Source code for benchmarl.environments.pettingzoo.common

#  Copyright (c) Meta Platforms, Inc. and affiliates.
#
#  This source code is licensed under the license found in the
#  LICENSE file in the root directory of this source tree.
#

from typing import Callable, Dict, List, Optional

from torchrl.data import CompositeSpec
from torchrl.envs import EnvBase, PettingZooEnv

from benchmarl.environments.common import Task

from benchmarl.utils import DEVICE_TYPING



[docs]
class PettingZooTask(Task):
    """Enum for PettingZoo tasks."""

    MULTIWALKER = None
    WATERWORLD = None
    SIMPLE_ADVERSARY = None
    SIMPLE_CRYPTO = None
    SIMPLE_PUSH = None
    SIMPLE_REFERENCE = None
    SIMPLE_SPEAKER_LISTENER = None
    SIMPLE_SPREAD = None
    SIMPLE_TAG = None
    SIMPLE_WORLD_COMM = None

    def get_env_fun(
        self,
        num_envs: int,
        continuous_actions: bool,
        seed: Optional[int],
        device: DEVICE_TYPING,
    ) -> Callable[[], EnvBase]:
        if self.supports_continuous_actions() and self.supports_discrete_actions():
            self.config.update({"continuous_actions": continuous_actions})

        return lambda: PettingZooEnv(
            categorical_actions=True,
            device=device,
            seed=seed,
            parallel=True,
            return_state=self.has_state(),
            render_mode="rgb_array",
            **self.config
        )

    def supports_continuous_actions(self) -> bool:
        if self in {
            PettingZooTask.MULTIWALKER,
            PettingZooTask.WATERWORLD,
            PettingZooTask.SIMPLE_TAG,
            PettingZooTask.SIMPLE_ADVERSARY,
            PettingZooTask.SIMPLE_CRYPTO,
            PettingZooTask.SIMPLE_PUSH,
            PettingZooTask.SIMPLE_REFERENCE,
            PettingZooTask.SIMPLE_SPEAKER_LISTENER,
            PettingZooTask.SIMPLE_SPREAD,
            PettingZooTask.SIMPLE_TAG,
            PettingZooTask.SIMPLE_WORLD_COMM,
        }:
            return True
        return False

    def supports_discrete_actions(self) -> bool:
        if self in {
            PettingZooTask.SIMPLE_TAG,
            PettingZooTask.SIMPLE_ADVERSARY,
            PettingZooTask.SIMPLE_CRYPTO,
            PettingZooTask.SIMPLE_PUSH,
            PettingZooTask.SIMPLE_REFERENCE,
            PettingZooTask.SIMPLE_SPEAKER_LISTENER,
            PettingZooTask.SIMPLE_SPREAD,
            PettingZooTask.SIMPLE_TAG,
            PettingZooTask.SIMPLE_WORLD_COMM,
        }:
            return True
        return False


[docs]
    def has_state(self) -> bool:
        if self in {
            PettingZooTask.SIMPLE_TAG,
            PettingZooTask.SIMPLE_ADVERSARY,
            PettingZooTask.SIMPLE_CRYPTO,
            PettingZooTask.SIMPLE_PUSH,
            PettingZooTask.SIMPLE_REFERENCE,
            PettingZooTask.SIMPLE_SPEAKER_LISTENER,
            PettingZooTask.SIMPLE_SPREAD,
            PettingZooTask.SIMPLE_TAG,
            PettingZooTask.SIMPLE_WORLD_COMM,
        }:
            return True
        return False


    def has_render(self, env: EnvBase) -> bool:
        return True

    def max_steps(self, env: EnvBase) -> int:
        return self.config["max_cycles"]

    def group_map(self, env: EnvBase) -> Dict[str, List[str]]:
        return env.group_map

    def state_spec(self, env: EnvBase) -> Optional[CompositeSpec]:
        if "state" in env.observation_spec:
            return CompositeSpec({"state": env.observation_spec["state"].clone()})

• • • • • • •

◆ ACTIONS TO TAKE ◆
[1] In the PettingZoo task source code, what render mode is passed when the PettingZooEnv is built?
[2] Sum up the PettingZoo task source code in two sentences.
[3] Extend the PettingZoo task source code, picking up right after its final line.

(Records of point placements)
• • • • • • •

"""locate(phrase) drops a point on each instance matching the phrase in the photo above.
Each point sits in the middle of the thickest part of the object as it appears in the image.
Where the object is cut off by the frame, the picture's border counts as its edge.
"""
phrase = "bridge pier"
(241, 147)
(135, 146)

• • • • • • •

◆ ANSWERS TO THE EXERCISE ◆
[1] "rgb_array"

[2] The code defines PettingZooTask, an enum of PettingZoo tasks such as MULTIWALKER, WATERWORLD and several SIMPLE tasks. Its get_env_fun method returns a function that builds a parallel PettingZooEnv from the task's config, and other methods report which tasks support continuous or discrete actions, which have a state, the maximum steps from "max_cycles", and the group map.

[3]
        return None

    def action_mask_spec(self, env: EnvBase) -> Optional[CompositeSpec]:
        observation_spec = env.observation_spec.clone()
        for group in self.group_map(env):
            group_obs_spec = observation_spec[group]
            for key in list(group_obs_spec.keys()):
                if key != "action_mask":
                    del group_obs_spec[key]
            if group_obs_spec.is_empty():
                del observation_spec[group]
        if "state" in observation_spec.keys():
            del observation_spec["state"]
        if observation_spec.is_empty():
            return None

        return observation_spec

    def observation_spec(self, env: EnvBase) -> CompositeSpec:
        observation_spec = env.observation_spec.clone()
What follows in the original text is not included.